Natural-language object grounding data
--- START ---

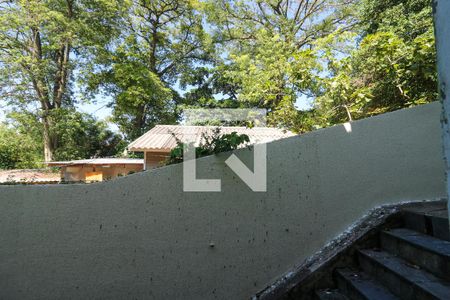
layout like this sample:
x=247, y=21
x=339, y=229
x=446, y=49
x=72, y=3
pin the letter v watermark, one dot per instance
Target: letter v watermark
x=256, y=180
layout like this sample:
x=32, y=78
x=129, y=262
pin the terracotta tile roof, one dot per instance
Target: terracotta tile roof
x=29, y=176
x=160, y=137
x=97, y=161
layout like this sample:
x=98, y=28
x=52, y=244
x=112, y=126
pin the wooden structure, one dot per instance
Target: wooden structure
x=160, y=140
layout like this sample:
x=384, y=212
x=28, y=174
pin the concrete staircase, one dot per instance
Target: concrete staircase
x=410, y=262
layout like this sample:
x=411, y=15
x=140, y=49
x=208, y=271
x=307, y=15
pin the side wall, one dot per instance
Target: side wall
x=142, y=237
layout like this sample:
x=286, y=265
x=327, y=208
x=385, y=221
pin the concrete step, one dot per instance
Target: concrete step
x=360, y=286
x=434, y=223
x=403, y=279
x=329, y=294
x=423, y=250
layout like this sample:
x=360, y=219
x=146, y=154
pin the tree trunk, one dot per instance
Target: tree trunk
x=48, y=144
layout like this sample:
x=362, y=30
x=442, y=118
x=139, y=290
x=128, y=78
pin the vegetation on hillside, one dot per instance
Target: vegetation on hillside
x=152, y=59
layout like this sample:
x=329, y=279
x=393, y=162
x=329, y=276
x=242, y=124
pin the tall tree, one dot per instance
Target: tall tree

--- END ---

Filter the entries above and return only the lines holding "instance".

▶ [Answer to the exercise]:
pin the letter v watermark, one dot per instance
pin the terracotta tile roof, one dot per instance
pin the wooden structure, one dot per instance
pin the concrete staircase, one dot per instance
pin the side wall, one dot per instance
pin the concrete step, one dot per instance
pin the tree trunk, one dot per instance
pin the vegetation on hillside, one dot per instance
pin the tall tree, one dot per instance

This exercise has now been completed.